### Work to do
Can you output the records below exactly as they are written?

### Dataset extract
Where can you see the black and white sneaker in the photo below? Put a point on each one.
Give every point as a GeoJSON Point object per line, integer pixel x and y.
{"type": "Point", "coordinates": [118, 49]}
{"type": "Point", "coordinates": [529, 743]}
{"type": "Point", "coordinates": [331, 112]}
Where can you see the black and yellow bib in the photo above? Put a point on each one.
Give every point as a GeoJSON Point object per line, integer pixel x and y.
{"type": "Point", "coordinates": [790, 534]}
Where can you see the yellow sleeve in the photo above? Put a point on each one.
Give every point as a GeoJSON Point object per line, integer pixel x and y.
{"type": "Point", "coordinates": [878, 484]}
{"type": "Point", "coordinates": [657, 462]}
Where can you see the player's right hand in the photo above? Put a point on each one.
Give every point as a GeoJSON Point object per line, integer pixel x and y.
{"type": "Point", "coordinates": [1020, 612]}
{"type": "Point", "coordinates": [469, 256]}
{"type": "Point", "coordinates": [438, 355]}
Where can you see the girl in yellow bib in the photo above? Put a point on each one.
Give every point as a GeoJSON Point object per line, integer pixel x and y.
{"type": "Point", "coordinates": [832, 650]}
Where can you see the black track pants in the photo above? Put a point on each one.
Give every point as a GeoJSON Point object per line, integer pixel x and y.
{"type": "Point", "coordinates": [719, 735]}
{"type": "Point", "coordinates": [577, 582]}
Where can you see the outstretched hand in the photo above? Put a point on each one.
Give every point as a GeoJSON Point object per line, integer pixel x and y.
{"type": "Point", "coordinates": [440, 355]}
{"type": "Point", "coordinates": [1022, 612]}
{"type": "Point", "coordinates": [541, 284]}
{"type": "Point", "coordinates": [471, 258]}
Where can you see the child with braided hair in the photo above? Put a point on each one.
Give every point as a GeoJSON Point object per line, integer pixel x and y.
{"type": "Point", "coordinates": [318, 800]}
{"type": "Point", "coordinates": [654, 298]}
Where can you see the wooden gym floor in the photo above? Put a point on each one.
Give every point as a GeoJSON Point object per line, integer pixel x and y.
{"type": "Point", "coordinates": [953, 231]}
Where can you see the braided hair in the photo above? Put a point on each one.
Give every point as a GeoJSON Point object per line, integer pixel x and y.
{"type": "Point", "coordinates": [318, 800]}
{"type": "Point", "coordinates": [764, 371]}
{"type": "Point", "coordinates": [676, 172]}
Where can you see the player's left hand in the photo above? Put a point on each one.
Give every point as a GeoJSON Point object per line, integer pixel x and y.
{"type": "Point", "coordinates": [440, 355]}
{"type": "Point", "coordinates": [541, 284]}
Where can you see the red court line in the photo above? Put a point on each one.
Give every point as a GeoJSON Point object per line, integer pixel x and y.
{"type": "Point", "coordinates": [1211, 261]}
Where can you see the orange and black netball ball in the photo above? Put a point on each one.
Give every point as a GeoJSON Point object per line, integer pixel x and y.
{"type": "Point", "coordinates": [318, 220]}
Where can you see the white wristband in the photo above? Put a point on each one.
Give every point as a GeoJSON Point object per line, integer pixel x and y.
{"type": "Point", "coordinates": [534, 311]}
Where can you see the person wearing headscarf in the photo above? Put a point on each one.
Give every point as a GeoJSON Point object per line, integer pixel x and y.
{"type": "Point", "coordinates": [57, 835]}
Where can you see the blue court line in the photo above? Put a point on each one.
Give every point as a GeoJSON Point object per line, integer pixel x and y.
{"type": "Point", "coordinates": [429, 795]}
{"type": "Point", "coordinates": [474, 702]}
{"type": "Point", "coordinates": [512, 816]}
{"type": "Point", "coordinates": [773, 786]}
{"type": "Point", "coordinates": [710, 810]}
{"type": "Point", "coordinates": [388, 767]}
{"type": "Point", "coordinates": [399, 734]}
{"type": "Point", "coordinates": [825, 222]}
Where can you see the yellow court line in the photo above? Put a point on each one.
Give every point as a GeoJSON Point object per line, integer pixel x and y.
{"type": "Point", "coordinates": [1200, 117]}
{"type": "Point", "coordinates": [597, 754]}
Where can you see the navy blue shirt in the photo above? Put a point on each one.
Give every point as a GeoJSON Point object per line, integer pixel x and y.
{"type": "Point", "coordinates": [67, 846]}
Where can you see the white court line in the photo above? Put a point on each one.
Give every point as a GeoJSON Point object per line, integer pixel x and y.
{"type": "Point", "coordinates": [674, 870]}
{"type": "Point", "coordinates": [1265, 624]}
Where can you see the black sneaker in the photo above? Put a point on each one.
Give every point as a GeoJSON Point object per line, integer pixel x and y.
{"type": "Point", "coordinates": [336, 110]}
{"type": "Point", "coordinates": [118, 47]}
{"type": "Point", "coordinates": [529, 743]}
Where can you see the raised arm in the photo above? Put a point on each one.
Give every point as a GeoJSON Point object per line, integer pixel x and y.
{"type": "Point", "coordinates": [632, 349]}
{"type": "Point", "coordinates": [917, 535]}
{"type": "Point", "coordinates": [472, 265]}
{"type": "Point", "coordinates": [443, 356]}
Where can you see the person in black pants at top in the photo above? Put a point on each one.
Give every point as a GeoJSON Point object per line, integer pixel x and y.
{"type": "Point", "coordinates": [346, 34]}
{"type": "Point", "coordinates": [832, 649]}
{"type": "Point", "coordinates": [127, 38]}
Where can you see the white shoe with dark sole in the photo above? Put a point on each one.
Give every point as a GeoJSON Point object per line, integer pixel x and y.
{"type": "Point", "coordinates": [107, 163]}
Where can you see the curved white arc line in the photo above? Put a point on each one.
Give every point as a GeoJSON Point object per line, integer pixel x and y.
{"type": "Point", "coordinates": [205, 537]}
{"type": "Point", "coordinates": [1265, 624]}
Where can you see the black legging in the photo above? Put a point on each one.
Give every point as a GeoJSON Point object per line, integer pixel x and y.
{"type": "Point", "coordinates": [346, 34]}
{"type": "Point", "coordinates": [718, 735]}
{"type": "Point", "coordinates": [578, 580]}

### Solution to this task
Where can you see the black and white sneaker in the photo below? Put a point on each one.
Give every point as a GeoJSON Point object per line, integer pixel x and y.
{"type": "Point", "coordinates": [118, 49]}
{"type": "Point", "coordinates": [529, 743]}
{"type": "Point", "coordinates": [331, 112]}
Where can you see the black and yellow bib in the photo above? Put a point on each one.
Give every point as a GeoJSON Point object per line, integer pixel x and y.
{"type": "Point", "coordinates": [790, 534]}
Where can you see the yellow sleeve in the photo above? Put a point on each one.
Give every point as a GeoJSON Point object per line, integer pixel x and y.
{"type": "Point", "coordinates": [878, 484]}
{"type": "Point", "coordinates": [657, 462]}
Where can you see the player's right hand in the photo above? Put a point on each one.
Give every point as a GeoJSON Point object per line, integer pixel x and y.
{"type": "Point", "coordinates": [1020, 612]}
{"type": "Point", "coordinates": [469, 256]}
{"type": "Point", "coordinates": [438, 355]}
Where can you see the girl in yellow bib in the photo above? Put a point on each one.
Give every point as a GeoJSON Point object per line, integer pixel x and y.
{"type": "Point", "coordinates": [832, 650]}
Where can you see the black track pants in the photo above? Put a point on each one.
Give every point as a GeoJSON Point object per line, integer pixel x and y.
{"type": "Point", "coordinates": [719, 735]}
{"type": "Point", "coordinates": [577, 582]}
Where can you see the outstretched hand in the photo above? Put a point on each one.
Give every point as a GeoJSON Point object per line, integer pixel x and y.
{"type": "Point", "coordinates": [440, 355]}
{"type": "Point", "coordinates": [1022, 612]}
{"type": "Point", "coordinates": [541, 284]}
{"type": "Point", "coordinates": [471, 258]}
Where can you see the child with braided hair in the photo above? Put a point on each one.
Give every point as a GeoJSON Point object per line, integer pixel x and y.
{"type": "Point", "coordinates": [318, 800]}
{"type": "Point", "coordinates": [654, 298]}
Where can you see the wooden gym floor in the photo above? Put a point on each one.
Give every point as a GeoJSON Point object per line, integer pixel x and y.
{"type": "Point", "coordinates": [953, 231]}
Where can you see the braided hair in the photo above? Put a point on each one.
Give every point as a GeoJSON Point object per line, integer pixel x and y.
{"type": "Point", "coordinates": [318, 800]}
{"type": "Point", "coordinates": [764, 371]}
{"type": "Point", "coordinates": [676, 172]}
Where can you see the player's left hand in the photo above? Put a point on each one.
Give every point as a GeoJSON Point object per line, integer pixel x and y.
{"type": "Point", "coordinates": [440, 355]}
{"type": "Point", "coordinates": [541, 284]}
Where can you see the red court line in the photo above? Put a point on each one.
Give every point as a GeoJSON Point object per line, integer pixel x and y.
{"type": "Point", "coordinates": [1211, 261]}
Where can you see the orange and black netball ball in the photo above? Put a point on each one.
Give every point as a GeoJSON Point object per line, integer pixel x and y.
{"type": "Point", "coordinates": [318, 220]}
Where can you see the white wristband in the photo above? Put a point on each one.
Give every point as a GeoJSON Point object per line, integer pixel x and y.
{"type": "Point", "coordinates": [534, 311]}
Where can you see the person wearing headscarf in the photo above? Put a point on each one.
Give every point as a GeoJSON Point object per line, integer pixel x and y.
{"type": "Point", "coordinates": [57, 835]}
Where can you see the blue court line in the photo above? Put a point on each one.
Give every point as a GeoJSON Point object per line, integer pixel x and y.
{"type": "Point", "coordinates": [429, 795]}
{"type": "Point", "coordinates": [474, 702]}
{"type": "Point", "coordinates": [512, 816]}
{"type": "Point", "coordinates": [773, 786]}
{"type": "Point", "coordinates": [710, 810]}
{"type": "Point", "coordinates": [388, 767]}
{"type": "Point", "coordinates": [399, 734]}
{"type": "Point", "coordinates": [825, 222]}
Where can you see the yellow court line in the photo above? Put a point on each one.
Give every point as a GeoJSON Point object per line, integer pixel x and y.
{"type": "Point", "coordinates": [1200, 117]}
{"type": "Point", "coordinates": [597, 754]}
Where can you see the navy blue shirt in the photo above? Put a point on each one.
Give every point as a GeoJSON Point object per line, integer pixel x and y.
{"type": "Point", "coordinates": [67, 846]}
Where can you see the white court line in the photo above? Put a point on each one.
Give every point as a GeoJSON Point object per line, integer pixel x and y.
{"type": "Point", "coordinates": [674, 870]}
{"type": "Point", "coordinates": [1265, 624]}
Where can you see the black sneaker in the photo above? Put a point on each one.
Give every point as a GeoJSON Point object per line, integer pixel x and y.
{"type": "Point", "coordinates": [336, 110]}
{"type": "Point", "coordinates": [118, 47]}
{"type": "Point", "coordinates": [529, 743]}
Where can you see the raised arm in the photo above? Put a point on each one.
Give every point as a GeoJSON Point object per line, integer pixel x and y.
{"type": "Point", "coordinates": [632, 349]}
{"type": "Point", "coordinates": [917, 535]}
{"type": "Point", "coordinates": [472, 265]}
{"type": "Point", "coordinates": [443, 356]}
Where can you see the person in black pants at top in the photo above? Put a point on each one.
Give every point as a GeoJSON Point object per line, integer pixel x and y.
{"type": "Point", "coordinates": [346, 34]}
{"type": "Point", "coordinates": [832, 649]}
{"type": "Point", "coordinates": [127, 38]}
Where can you see the white shoe with dark sole in the photo above? Put a point on each one.
Give every point as a GeoJSON Point object per line, integer pixel x and y.
{"type": "Point", "coordinates": [107, 163]}
Where can you see the curved white arc line in the photo above? Put a point on each one.
Give every point as a GeoJSON Point object per line, integer pixel x and y.
{"type": "Point", "coordinates": [205, 537]}
{"type": "Point", "coordinates": [1265, 624]}
Where can you see the black legging in the photo above? Put a point on each one.
Give every point as a GeoJSON Point object per line, integer pixel x and y.
{"type": "Point", "coordinates": [346, 34]}
{"type": "Point", "coordinates": [718, 735]}
{"type": "Point", "coordinates": [578, 580]}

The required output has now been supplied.